For only being 32 weeks it was also amazing that he didn't need surfactant to help him breathe, but he did need caffeine to stimulate his breathing. He could breathe, but sometimes he'd forget to because it was natural for him yet. He also needed oxygen for three days. We walked in to his tube being gone on September 6th. He also only needed to be under the bilirubin lights for two days. He got to wear a cute little protective mask over his eyes while under them.
Once I could walk around again without hunching over and getting tired it has been easier to visit him. I couldn't drive for the first week and a half post op so I was grateful to have drivers to take me to see him, and have some company while there too. I'm glad my Mom got to hold him before she went home. And it was fun to have the girls got to meet him, and eventually hold him too. They love him so much already! They've been praying for him every day since he was born.

Directions for this task: Carry on the account of the baby born at 32 weeks, starting right after its final sentence.

Dataset excerpts:

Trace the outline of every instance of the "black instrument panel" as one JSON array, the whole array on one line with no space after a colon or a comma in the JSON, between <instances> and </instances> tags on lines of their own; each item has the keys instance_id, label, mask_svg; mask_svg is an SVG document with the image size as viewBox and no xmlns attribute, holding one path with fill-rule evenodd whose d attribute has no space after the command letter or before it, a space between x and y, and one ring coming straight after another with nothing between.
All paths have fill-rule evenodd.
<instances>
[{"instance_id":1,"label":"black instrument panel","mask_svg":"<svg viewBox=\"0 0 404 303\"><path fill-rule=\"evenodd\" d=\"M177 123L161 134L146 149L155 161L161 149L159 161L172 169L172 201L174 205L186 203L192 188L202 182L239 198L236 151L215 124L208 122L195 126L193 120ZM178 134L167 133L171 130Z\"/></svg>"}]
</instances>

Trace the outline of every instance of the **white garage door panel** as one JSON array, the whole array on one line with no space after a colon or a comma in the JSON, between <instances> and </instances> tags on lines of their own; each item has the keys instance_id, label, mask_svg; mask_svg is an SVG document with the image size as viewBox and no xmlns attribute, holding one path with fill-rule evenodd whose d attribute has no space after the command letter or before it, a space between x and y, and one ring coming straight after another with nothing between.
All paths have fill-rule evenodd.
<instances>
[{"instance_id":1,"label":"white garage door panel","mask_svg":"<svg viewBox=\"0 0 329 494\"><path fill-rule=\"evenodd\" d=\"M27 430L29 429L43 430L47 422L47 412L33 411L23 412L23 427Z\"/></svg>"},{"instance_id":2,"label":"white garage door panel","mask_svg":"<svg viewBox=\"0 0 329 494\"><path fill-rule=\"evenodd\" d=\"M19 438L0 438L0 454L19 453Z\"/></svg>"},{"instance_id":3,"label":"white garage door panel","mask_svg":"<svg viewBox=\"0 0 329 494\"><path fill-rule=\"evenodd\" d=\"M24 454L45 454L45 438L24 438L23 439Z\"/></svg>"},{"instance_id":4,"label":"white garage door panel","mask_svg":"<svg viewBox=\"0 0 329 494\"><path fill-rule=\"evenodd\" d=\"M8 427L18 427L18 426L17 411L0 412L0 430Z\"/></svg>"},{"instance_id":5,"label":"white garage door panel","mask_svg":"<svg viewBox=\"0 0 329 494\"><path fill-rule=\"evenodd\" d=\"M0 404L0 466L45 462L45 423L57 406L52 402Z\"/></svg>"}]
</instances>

Task answer:
He didn't start bottle or breastfeeding until after 34 weeks gestation. It's not even introduced before then because babies haven't developed enough to be able to do it. He did get a dipped paci twice a night leading up to the days he started bottles and the breast to introduce the taste and sucking sensation. He was getting all his food through his NG tube up until that point. He still gets some of his feedings through his tube, but he's been getting a bottle more and I have been breastfeeding him any chance I get when I'm there for a feeding. He's slowly been getting better at drinking his bottles. He'll drink more and do it without having any "spells." He did decent with breastfeeding the first week and then he was super sleepy and wouldn't really wake up to eat for a few days, and today he had a whole feeding just breastfeeding! If he doesn't breastfeed for long enough they gavage (feed him through his tube). And he'll get to gavage in between some feedings to give him a rest too. It's a lot of work to figure out how to eat!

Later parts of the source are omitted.